- [What you should do]:
Copy exactly the stretch of data below from the line with "trail. Write the coordinates, one line per instance." through the line with "stone. Write the coordinates, one line per instance.", including both of those lines.

- [The data]:
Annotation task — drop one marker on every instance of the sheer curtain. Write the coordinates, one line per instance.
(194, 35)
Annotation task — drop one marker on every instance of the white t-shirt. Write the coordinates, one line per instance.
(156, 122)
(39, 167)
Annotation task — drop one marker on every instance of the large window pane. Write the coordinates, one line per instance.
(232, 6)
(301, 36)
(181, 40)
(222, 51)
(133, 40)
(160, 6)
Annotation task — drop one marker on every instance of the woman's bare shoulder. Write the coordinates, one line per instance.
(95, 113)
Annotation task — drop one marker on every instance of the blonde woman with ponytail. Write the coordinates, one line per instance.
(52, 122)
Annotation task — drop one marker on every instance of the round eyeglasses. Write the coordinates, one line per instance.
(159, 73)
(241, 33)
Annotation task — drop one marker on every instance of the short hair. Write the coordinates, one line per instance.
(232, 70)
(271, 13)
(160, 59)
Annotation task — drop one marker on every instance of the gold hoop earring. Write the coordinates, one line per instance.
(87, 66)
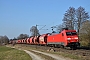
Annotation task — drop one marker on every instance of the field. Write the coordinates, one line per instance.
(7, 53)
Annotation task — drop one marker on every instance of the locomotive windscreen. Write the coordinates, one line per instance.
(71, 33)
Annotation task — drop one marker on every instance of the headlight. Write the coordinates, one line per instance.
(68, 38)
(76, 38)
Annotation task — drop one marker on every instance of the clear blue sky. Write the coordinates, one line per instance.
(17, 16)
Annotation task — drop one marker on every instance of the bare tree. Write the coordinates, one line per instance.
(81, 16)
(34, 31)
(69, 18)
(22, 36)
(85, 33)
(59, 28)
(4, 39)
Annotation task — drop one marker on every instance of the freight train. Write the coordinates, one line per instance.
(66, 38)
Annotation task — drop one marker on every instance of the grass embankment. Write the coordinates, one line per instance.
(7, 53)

==

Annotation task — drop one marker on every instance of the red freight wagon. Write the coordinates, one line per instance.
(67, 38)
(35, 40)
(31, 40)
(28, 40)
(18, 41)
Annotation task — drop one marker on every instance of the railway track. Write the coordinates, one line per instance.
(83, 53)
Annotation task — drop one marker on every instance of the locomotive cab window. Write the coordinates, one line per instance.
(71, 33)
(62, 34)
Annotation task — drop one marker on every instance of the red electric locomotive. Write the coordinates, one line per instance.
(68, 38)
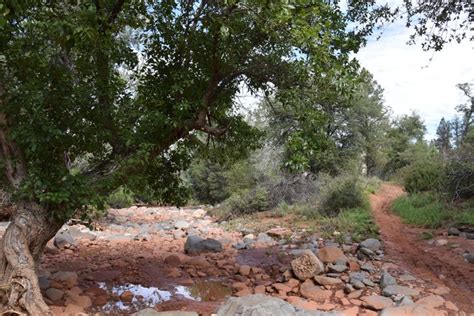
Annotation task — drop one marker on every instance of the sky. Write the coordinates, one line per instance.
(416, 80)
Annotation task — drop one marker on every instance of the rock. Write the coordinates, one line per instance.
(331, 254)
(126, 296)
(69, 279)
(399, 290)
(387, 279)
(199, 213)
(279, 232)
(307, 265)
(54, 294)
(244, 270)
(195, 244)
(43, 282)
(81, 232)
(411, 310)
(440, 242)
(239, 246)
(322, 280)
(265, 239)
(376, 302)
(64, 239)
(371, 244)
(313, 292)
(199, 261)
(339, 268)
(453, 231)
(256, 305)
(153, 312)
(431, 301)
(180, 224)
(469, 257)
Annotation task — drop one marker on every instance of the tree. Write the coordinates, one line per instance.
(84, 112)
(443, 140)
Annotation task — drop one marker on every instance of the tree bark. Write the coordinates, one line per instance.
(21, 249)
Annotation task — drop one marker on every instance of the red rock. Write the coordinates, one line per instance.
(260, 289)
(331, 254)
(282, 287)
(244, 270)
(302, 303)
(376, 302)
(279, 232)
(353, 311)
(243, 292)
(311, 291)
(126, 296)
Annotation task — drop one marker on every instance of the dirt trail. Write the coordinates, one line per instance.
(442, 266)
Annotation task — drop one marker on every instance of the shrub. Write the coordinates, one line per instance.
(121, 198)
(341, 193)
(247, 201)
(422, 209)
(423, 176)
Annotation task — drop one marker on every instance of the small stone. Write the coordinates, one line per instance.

- [Answer area]:
Annotation task — drop one marker on every instance of the dirt trail. Write the coordinates, one line per instance.
(442, 266)
Annotation task — drop one marker on every instance of the shrub. Write the coordinates, one line per instance.
(121, 198)
(341, 193)
(247, 201)
(422, 209)
(423, 176)
Annotation task — drop one marker on every instance of the small stone. Write the coordinates, one line per instance.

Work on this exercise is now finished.